— Begin Document segment —

Our team's efforts have resulted in strong operating costs during the first six months of operating these assets, averaging $8.43 per barrel in the second quarter of 2025, a decrease of more than 11% compared to the first quarter of 2025 when operating costs were $9.52 per BOE. This results in annual operating cost savings of approximately $60 million as compared to our original target of $40 million. Our extended well lengths in the Duvernay, which are on average 20% longer than our 2024 well lengths, and optimized completion designs combined with strong execution continue to lower development costs. On a length-normalized basis, combined drilling and completion costs for 2025 are now targeting an improvement of approximately 16% or $2 million per well lower than compared to 2024 costs. That's a further improvement of $200,000 per well compared to the first quarter of 2025.
We remain on track to achieve 2025 budget production of approximately 60,000 barrels per day in the Duvernay, BOEs per day in the Duvernay. North American natural gas production for the second quarter averaged approximately 2.4 BCF per day, an increase of 14% over the second quarter of 2024. Operating costs on our North American natural gas averaged $1.07 per MCF, which is 10% lower compared to the second quarter of 2024, of $1.19 per MCF, primarily the result of higher production volumes. In our thermal in-situ operations, we achieved strong thermal production in the second quarter, averaging approximately 274,800 barrels per day. This is up 3% from the second quarter of 2024, resulting from our capital-efficient thermal pad development program. Second quarter thermal in-situ operating costs averaged $11.05 per barrel, which is comparable to the second quarter of 2024.
At Primrose, we target to drill a CSS pad in the third quarter of this year, with production targeted to come on in 2026. At Jackfish, during the month of July, we brought on production of recently drilled SAGD pad. At Kirby, we are targeting to bring the recently drilled five well pair SAGD pad on production in the fourth quarter of 2025. At Pike, we completed drilling two SAGD pads, which will be tied into the existing Jackfish facilities and targets to keep the Jackfish plants at full capacity. The first of these two pads is targeted to come on in production in the first quarter of 2026, and the second pad will be on production in the second quarter. At our commercial scale solvent SAGD pad in Kirby North, we began solvent injection in June of 2024.
In the second quarter of 2025, we executed workovers on two well pairs to enhance SORs. Solvent recovery and production trends will continue to be monitored over the coming months. In our oil sands mining and upgrading, during the second quarter of 2025, our world-class oil sands mining and upgrading production averaged approximately 463,800 barrels per day of SCO, an increase of 13% from the second quarter of 2024. The increase is a result of the reliability enhancement project, eliminating the need for a turnaround at Horizon in 2025, and the Scotford upgrader debottleneck, which were both completed in 2024, combined with the additional 20% working interest in AOSP acquired in December of 2024.

— End Document segment —

Work instructions:
#1 List every operating cost figure in the operations update that is stated per unit of production, such as per barrel, per BOE, or per MCF.
#2 Answer these questions using the operations update:
(a) On average, how much longer are the Duvernay wells than the 2024 wells?
(b) What was average thermal in-situ production in the second quarter?
(c) When did solvent injection begin at the solvent SAGD pad in Kirby North?
#3 Pick up the operations update after its final sentence and continue it with a few more sentences.
The lines after this point have no connection to the operations update above.

— Begin Extracted records —

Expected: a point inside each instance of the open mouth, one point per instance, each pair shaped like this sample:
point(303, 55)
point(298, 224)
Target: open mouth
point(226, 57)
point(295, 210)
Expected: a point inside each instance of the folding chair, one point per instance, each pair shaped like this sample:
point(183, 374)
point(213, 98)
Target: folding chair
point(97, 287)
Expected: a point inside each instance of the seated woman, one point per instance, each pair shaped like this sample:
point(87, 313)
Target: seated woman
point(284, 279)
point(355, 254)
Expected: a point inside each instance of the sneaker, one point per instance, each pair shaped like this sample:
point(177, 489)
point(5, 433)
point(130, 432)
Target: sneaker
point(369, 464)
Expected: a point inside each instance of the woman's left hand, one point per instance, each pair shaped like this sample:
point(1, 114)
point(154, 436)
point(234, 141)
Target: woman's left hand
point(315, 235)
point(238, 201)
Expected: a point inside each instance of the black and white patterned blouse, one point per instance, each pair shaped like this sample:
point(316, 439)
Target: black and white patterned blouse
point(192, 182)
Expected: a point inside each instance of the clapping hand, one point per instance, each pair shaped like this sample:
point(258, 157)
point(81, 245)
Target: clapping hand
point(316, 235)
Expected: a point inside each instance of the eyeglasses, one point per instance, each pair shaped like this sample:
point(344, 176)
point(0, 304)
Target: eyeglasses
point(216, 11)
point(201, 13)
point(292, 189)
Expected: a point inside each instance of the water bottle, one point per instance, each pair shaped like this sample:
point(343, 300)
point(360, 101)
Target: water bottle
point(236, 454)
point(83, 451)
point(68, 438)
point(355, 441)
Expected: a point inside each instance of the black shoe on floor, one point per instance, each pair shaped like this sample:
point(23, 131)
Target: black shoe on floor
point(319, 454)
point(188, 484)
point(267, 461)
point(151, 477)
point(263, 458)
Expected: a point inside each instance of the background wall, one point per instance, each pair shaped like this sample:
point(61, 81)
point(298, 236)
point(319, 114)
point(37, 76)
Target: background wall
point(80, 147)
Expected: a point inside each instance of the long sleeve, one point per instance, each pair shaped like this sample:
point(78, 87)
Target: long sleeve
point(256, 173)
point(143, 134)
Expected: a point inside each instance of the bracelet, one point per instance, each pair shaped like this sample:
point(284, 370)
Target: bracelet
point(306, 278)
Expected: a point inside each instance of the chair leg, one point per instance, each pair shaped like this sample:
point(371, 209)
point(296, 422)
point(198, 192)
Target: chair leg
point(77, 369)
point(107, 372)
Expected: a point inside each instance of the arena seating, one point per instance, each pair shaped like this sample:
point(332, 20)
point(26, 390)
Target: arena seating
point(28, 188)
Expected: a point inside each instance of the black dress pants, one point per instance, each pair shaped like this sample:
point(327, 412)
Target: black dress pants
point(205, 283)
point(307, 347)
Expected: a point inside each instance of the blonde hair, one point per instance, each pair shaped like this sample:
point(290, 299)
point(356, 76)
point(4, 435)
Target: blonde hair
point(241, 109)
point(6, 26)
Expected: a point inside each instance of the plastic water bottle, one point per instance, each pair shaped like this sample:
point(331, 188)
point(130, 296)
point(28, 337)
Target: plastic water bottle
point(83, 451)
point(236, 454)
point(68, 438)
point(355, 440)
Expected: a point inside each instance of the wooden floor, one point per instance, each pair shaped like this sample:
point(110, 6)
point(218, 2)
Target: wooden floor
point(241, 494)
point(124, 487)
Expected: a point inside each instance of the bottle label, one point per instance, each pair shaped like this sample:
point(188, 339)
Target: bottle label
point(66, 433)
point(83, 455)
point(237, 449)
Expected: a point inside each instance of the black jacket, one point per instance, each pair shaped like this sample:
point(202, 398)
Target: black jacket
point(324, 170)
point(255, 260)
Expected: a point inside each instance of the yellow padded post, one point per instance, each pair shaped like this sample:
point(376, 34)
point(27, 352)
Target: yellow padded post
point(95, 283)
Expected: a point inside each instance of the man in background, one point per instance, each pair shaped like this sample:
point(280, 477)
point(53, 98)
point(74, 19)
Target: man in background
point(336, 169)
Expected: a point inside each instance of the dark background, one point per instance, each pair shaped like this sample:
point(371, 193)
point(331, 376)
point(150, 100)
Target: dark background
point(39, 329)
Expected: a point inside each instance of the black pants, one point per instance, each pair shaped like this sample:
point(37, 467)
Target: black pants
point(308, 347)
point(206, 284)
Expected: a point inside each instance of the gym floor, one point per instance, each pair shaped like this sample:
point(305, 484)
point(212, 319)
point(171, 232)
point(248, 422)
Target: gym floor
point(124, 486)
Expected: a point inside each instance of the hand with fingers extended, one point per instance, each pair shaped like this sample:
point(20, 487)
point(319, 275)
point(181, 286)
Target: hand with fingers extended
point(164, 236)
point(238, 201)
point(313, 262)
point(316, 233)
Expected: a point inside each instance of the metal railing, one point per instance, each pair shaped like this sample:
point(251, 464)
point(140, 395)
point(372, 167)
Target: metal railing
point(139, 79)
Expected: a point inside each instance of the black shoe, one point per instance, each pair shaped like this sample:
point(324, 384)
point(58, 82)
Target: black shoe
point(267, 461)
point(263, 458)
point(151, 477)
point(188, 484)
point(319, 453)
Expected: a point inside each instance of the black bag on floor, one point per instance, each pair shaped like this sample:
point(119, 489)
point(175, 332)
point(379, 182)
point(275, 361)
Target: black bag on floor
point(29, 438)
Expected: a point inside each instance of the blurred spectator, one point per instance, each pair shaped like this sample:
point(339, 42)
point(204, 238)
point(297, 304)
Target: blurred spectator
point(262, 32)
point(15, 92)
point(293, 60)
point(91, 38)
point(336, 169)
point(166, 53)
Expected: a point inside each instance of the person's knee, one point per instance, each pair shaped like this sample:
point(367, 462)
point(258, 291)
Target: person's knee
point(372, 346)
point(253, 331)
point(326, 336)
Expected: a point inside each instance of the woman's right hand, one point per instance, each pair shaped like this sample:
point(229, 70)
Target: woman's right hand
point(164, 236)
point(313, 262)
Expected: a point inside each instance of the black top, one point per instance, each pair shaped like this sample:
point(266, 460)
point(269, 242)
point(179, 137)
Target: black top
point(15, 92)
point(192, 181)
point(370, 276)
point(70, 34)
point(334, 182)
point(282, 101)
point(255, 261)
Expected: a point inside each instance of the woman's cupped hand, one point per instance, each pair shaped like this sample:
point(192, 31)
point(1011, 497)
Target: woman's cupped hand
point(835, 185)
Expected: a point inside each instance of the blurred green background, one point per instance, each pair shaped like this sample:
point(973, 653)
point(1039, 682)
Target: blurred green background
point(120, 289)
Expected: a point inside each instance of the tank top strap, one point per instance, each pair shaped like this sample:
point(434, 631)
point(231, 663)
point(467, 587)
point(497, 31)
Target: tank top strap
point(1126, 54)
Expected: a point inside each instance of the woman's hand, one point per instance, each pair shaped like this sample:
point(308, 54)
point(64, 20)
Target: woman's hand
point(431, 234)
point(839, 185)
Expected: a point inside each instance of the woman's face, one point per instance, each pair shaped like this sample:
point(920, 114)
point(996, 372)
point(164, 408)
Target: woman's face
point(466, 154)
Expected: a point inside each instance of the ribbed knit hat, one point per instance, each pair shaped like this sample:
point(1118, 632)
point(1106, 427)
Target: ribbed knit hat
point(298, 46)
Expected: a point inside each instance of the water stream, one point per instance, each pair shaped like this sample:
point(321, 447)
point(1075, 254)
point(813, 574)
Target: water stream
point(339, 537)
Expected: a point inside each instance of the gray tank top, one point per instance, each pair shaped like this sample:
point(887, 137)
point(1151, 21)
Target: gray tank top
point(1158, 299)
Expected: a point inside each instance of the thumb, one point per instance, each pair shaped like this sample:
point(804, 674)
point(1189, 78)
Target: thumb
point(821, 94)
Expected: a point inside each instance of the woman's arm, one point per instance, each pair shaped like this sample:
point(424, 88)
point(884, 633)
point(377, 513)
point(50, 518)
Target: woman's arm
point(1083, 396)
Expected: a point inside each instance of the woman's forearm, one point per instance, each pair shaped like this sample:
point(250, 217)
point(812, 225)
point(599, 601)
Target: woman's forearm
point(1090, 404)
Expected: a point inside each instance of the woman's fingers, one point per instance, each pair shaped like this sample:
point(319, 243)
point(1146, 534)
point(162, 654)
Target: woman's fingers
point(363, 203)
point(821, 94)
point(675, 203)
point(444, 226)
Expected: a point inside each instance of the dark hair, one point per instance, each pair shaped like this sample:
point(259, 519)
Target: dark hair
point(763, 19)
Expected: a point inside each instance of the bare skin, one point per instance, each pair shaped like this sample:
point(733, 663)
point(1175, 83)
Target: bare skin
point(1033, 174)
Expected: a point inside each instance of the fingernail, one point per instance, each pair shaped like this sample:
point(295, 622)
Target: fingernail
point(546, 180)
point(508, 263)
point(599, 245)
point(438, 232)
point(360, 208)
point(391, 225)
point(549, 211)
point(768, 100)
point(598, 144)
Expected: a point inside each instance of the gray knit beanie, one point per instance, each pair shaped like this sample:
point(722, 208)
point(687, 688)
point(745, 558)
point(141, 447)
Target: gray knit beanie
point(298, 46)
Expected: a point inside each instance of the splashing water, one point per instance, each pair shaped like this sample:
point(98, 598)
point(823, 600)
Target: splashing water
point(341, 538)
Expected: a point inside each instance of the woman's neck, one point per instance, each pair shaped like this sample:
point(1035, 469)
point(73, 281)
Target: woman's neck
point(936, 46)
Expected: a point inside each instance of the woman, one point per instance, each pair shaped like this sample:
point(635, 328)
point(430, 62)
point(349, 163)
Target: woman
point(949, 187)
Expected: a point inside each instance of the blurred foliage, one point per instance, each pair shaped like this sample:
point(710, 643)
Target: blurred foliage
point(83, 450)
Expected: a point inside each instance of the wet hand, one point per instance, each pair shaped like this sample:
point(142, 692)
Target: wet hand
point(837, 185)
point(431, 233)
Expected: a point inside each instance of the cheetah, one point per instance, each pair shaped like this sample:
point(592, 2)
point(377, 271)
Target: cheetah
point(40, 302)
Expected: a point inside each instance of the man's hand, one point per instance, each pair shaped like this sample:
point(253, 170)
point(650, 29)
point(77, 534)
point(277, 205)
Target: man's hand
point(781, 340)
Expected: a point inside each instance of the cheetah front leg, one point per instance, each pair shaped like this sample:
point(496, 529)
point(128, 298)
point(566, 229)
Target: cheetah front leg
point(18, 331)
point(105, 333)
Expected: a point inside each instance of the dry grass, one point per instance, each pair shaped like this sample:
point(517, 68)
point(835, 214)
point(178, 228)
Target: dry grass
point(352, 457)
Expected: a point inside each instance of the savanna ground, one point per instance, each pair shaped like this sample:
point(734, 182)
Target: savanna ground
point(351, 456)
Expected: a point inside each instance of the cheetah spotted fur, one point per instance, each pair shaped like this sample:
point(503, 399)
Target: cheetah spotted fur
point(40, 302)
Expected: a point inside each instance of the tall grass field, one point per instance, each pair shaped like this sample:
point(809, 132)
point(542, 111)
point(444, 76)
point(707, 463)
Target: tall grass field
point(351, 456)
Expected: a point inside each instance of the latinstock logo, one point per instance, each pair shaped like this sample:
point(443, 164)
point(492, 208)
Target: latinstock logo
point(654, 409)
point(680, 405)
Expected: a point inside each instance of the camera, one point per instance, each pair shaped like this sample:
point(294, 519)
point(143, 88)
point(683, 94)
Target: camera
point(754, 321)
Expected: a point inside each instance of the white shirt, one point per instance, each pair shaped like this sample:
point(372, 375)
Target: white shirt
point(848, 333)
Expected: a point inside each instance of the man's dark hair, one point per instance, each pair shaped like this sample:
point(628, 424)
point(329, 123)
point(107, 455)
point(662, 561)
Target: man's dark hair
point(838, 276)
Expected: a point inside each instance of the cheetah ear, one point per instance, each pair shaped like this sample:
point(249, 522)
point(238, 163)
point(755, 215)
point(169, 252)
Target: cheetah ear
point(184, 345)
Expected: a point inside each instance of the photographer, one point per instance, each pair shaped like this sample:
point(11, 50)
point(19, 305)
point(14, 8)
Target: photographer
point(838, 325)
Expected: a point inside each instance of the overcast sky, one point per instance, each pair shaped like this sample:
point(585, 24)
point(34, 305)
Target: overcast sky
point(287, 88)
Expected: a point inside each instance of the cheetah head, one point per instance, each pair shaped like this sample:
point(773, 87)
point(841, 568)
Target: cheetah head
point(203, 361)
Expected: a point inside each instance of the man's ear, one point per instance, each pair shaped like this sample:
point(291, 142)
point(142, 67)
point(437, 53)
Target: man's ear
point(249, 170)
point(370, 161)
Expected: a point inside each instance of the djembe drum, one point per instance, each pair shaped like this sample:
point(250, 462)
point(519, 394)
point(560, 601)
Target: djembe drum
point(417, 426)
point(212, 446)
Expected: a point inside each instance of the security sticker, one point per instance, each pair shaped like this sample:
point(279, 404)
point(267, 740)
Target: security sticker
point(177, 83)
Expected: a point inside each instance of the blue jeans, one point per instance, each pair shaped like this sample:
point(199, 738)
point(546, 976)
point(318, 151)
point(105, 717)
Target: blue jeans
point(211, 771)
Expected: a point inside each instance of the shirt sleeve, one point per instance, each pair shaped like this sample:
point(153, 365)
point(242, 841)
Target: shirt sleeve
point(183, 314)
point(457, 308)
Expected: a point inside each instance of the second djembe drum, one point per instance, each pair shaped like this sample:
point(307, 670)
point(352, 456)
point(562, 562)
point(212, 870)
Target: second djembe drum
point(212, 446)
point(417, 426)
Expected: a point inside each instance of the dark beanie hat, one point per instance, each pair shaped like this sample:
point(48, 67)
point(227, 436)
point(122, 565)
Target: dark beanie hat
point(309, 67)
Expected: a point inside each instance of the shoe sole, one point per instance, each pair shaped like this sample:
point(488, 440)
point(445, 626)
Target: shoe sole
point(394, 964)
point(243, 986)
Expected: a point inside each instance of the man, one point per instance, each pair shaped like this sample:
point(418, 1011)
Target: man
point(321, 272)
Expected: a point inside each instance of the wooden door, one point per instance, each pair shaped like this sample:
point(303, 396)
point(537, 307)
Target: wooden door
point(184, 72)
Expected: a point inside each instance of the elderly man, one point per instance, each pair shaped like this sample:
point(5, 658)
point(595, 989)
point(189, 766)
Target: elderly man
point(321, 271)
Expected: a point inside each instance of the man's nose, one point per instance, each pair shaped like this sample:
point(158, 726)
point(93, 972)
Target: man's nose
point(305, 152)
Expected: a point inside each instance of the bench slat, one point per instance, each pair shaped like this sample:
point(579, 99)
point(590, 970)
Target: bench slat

— End Extracted records —

Answers for the tasks:
#1
$8.43 per barrel
$9.52 per BOE
$1.07 per MCF
$1.19 per MCF
$11.05 per barrel

#2
(a) About 20% longer.
(b) Approximately 274,800 barrels per day.
(c) June of 2024.

#3
Oil sands mining and upgrading costs averaged $26.53 per barrel of SCO in the second quarter of 2025, an increase of 2% from the second quarter of 2024, reflecting the AOSP turnaround in the second quarter of 2025. Our growing world-class asset base is strategically balanced across commodity types so that we can be flexible and capture opportunities throughout the commodity price cycle, maximizing value for our shareholders. A substantial portion of our unique and diverse asset base consists of long-life low-decline assets, which have significant low-risk, high-value reserves that require lower maintenance capital than most other reserves, making Canadian Natural a truly robust and resilient energy company. I will now turn it over to Mark for our second quarter financial review.
Speaker 5
Thanks, Scott, and good morning, everyone. In the second quarter of 2025, we delivered excellent financial results on the strong operational performance that Scott just discussed, and this is highlighted by adjusted funds flow in the quarter of approximately $3.3 billion and adjusted net earnings of $1.5 billion. These results also reflect the turnaround activities at AOSP that were completed in the quarter. Results in Q2 clearly reflect our disciplined approach to capital allocation and where Canadian Natural focused and executed on our four pillars, where balance sheet strength and returns to shareholders went hand in hand with resource value growth and opportunistic acquisitions. Returns to shareholders in the quarter were $1.6 billion, including $1.2 billion of dividends and an additional $400 million of share repurchases. These returns, including dividend payments and buybacks, up to and including August 6th, bring shareholder returns for the year to date to $4.6 billion.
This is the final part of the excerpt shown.